Set exercise —
Copy out every one of the following entries word for word, keeping each line as it stands.

Stored records —
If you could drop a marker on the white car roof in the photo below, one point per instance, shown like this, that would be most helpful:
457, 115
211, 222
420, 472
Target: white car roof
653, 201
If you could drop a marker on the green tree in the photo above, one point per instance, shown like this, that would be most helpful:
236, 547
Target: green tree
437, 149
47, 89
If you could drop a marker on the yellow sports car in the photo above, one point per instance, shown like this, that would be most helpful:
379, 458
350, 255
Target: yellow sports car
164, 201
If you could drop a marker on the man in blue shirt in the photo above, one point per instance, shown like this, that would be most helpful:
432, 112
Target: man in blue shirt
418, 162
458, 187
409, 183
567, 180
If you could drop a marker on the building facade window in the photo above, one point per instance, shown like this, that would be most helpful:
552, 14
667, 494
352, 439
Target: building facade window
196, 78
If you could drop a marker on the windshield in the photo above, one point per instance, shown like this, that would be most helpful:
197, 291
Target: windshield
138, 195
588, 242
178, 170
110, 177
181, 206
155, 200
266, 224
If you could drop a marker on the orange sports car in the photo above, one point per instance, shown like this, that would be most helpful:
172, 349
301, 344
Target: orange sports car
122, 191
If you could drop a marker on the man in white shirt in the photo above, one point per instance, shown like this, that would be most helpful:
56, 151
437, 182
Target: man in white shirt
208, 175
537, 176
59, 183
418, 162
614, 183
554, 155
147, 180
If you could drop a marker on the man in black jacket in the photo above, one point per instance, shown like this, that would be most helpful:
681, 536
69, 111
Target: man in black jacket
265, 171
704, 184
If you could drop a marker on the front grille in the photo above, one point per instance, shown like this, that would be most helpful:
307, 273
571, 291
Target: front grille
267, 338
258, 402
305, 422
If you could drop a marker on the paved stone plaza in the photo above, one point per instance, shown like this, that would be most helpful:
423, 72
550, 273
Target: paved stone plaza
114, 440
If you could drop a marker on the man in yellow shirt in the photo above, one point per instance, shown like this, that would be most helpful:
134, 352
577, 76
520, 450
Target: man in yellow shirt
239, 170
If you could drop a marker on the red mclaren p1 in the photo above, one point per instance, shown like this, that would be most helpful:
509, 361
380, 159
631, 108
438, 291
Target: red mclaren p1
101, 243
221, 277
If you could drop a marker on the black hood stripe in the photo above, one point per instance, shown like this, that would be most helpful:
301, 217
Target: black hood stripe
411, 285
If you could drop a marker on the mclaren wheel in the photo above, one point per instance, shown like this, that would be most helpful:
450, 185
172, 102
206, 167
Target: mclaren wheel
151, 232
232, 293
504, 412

Task response —
If you could drop a marker on the white car roof in the photo below, one point per instance, shown like this, that would be most helpful:
457, 115
211, 222
420, 472
Target: white car roof
653, 201
If you could drop a marker on the green tree in the photo above, one point per instance, shown like this, that would be most helpful:
236, 547
Target: green tree
437, 149
47, 89
If you could drop a marker on the yellow sports car in the photo above, one point per instance, shown like this, that would be most helpful:
379, 458
350, 255
Target: yellow sports car
164, 201
If you could drop a marker on the man in blue shirt in the photo above, one point per instance, shown like this, that would be most helpful:
432, 112
Target: man in blue shirt
418, 162
458, 187
409, 183
567, 180
If you could drop a marker on the building facade window in the photo above, one point per instance, shown like this, that would be most helpful:
552, 14
667, 494
352, 439
Target: building facade window
196, 78
If you could drop a marker on the windshield in the photo above, one point per instance, shown like this, that would be most helpful:
197, 291
Target: windshield
138, 195
588, 242
178, 170
110, 177
181, 206
155, 200
266, 224
If you could drop a marker on the orange sports car in the photo above, one point per instance, shown like this, that would be most helpful:
172, 349
301, 344
Target: orange sports car
122, 191
If you could drop a marker on the man in white shirt in the photo above, one point per instance, shown like this, that would be most helpful:
56, 151
437, 182
Target: man in white shirt
208, 175
537, 176
59, 183
418, 162
614, 183
554, 155
147, 180
If you could drop a marker on the man in black jacket in the photo above, one point per instance, shown like this, that would be most helpful:
681, 536
69, 111
Target: man in black jacket
265, 171
704, 184
If you could drop a marker on the front grille in the photo above, one point per instance, shown like this, that would be most helpful:
307, 273
571, 291
Target: front grille
267, 338
258, 402
305, 422
If you could drop a marker on the paved stone plaza in the photo above, one point per instance, shown like this, that would be most helpful:
423, 72
550, 273
Target: paved stone plaza
114, 440
If you could drop a marker on the man in yellow shirt in the photo above, one point per instance, shown like this, that would be most helpful:
134, 352
577, 76
520, 450
Target: man in yellow shirt
239, 170
If you could drop a marker on the red mclaren p1 in the photo above, one point per instance, shown like this, that would be most helpful:
509, 361
380, 159
631, 108
438, 291
Target: red mclaren p1
101, 243
221, 277
If you could drop a marker on the black hood stripe in the photo above, one point per instance, shown like this, that would be most helpful:
301, 217
Target: black hood stripe
411, 285
If you could drop a marker on the mclaren wheel in the photo above, one point per instance, shown like this, that would be most helpful:
450, 185
172, 102
206, 167
Target: mclaren wheel
151, 232
232, 293
504, 412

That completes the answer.